* [Directions]
Lay out the lines from the one containing "Please point out the trooper" through the end of the items, both ends included, as a JSON list of strings with one string per line and blank lines left out.

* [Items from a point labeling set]
------------------------------------------------------------
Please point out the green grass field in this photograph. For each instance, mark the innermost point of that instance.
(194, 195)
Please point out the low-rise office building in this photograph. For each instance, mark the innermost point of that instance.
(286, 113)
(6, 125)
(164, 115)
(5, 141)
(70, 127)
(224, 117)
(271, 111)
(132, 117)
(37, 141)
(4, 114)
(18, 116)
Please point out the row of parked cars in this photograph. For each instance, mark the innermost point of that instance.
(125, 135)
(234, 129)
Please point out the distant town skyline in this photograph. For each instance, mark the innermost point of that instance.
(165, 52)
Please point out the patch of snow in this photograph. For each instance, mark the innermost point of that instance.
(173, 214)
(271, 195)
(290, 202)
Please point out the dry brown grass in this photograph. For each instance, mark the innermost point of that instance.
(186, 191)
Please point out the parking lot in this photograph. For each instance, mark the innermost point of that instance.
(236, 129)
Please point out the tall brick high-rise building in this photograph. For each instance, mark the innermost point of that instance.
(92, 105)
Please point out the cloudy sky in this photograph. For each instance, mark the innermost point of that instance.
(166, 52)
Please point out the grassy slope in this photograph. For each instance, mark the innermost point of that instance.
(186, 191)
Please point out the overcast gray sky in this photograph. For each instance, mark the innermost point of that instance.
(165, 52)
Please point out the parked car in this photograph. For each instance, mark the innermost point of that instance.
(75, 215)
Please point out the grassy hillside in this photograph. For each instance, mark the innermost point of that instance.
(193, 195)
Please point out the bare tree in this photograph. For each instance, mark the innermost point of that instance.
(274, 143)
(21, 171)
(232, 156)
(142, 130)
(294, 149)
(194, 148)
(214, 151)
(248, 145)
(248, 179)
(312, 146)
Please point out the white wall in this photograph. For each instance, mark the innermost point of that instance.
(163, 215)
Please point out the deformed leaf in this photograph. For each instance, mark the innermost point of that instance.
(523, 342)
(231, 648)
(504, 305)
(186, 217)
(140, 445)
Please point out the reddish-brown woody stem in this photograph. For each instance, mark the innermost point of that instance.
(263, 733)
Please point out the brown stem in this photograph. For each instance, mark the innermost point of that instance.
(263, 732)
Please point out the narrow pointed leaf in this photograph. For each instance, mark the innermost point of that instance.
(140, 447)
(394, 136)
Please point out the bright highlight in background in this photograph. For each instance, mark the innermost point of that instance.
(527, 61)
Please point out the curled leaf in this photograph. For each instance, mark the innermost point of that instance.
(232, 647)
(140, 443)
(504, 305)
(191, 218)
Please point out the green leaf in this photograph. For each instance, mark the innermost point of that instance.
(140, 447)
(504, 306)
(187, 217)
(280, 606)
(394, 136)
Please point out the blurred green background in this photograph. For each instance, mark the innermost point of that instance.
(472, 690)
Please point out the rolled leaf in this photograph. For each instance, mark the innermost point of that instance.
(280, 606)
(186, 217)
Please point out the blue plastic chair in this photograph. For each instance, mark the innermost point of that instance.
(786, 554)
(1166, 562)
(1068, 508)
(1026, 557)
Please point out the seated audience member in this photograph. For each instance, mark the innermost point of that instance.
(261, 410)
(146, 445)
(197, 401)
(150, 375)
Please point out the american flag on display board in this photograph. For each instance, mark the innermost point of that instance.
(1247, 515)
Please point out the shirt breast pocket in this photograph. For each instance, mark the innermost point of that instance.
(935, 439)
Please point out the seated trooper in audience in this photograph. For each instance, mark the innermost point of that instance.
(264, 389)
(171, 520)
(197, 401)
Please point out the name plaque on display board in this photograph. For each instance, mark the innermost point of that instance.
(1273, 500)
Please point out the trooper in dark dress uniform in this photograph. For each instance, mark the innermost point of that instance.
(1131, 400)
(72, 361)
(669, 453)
------------------------------------------------------------
* [Complete response]
[
  "Please point out the trooper in dark dress uniform in this photograph. For each instance, mark the innermost point of that instance.",
  "(1131, 400)",
  "(72, 361)",
  "(669, 453)"
]